"Anyone can grow into something beautiful."
 

The Victorian language of flowers was used to convey romantic expressions: honeysuckle for devotion, aster for patience, and red roses for love. But for Victoria Jones, it’s been more useful in communicating grief, mistrust, and solitude. After a childhood spent in the foster-care system, she is unable to get close to anybody, and her only connection to the world is through flowers and their meanings.

Now eighteen and emancipated from the system, Victoria has nowhere to go and sleeps in a public park, where she plants a small garden of her own. Soon a local florist discovers her talents, and Victoria realizes that she has a gift for helping others through the flowers she chooses for them. But a mysterious vendor at the flower market inspires her to question what’s been missing in her life. And when she’s forced to confront a painful secret from her past, she must decide whether it’s worth risking everything for a second chance at happiness.



Praise
 

“We couldn’t put it down.” —Good Housekeeping

“Best new writer of the year … Vanessa Diffenbaugh’s instantly entrancing THE LANGUAGE OF FLOWERS is a modern-day fairy tale … Start by falling in love with this rare, wise, winsome book.”—ELLE

“[A] touching debut novel.”—USA Today

“Diffenbaugh effortlessly spins this enchanting tale, making even her prickly protagonist impossible not to love.”

Dataset entries:
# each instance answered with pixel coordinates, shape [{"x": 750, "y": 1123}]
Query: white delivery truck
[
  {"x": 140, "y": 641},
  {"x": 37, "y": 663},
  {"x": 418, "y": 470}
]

**Jobs:**
a - Return the dataset entries above word for word, including every line of each one.
b - Please resume the book description for The Language of Flowers from the point where it stops.

**Solved problems:**
a -
# each instance answered with pixel coordinates, shape [{"x": 750, "y": 1123}]
Query: white delivery truck
[
  {"x": 140, "y": 641},
  {"x": 37, "y": 663},
  {"x": 418, "y": 470}
]

b -
Entertainment Weekly

“Fascinating … Diffenbaugh, herself a foster mother, clearly knows both the human heart and her plants, and she keeps us rooting for the damaged Victoria, who comes, finally, to understand that ‘the unattached, the unwanted, the unloved [can] grow to give love as lushly as anyone else.’”
—O, The Oprah Magazine

“The first-time novelist—and real-life foster mother—masterfully mixes sweet and tart to create a story that is devastating, yes, and hopeful, but also surprisingly, satisfyingly real.”
—Redbook

“We’d choose lisianthus (meaning appreciation) to convey our sentiments for this beautiful story.”
—Better Homes and Gardens

“Captivating … THE LANGUAGE OF FLOWERS deftly weaves the sweetness of newfound love with the heartache of past mistakes into a novel that will certainly change how you choose your next bouquet.”—Minneapolis Star-Tribune

“This is the story of an orphan rising above her circumstances—Jane Eyre for 2011.”
—San Francisco Chronicle

“Lucid and lovely … Diffenbaugh has found a vibrant way to tell a familiar story of rift (Carolina jasmine) and reconciliation (hazel).”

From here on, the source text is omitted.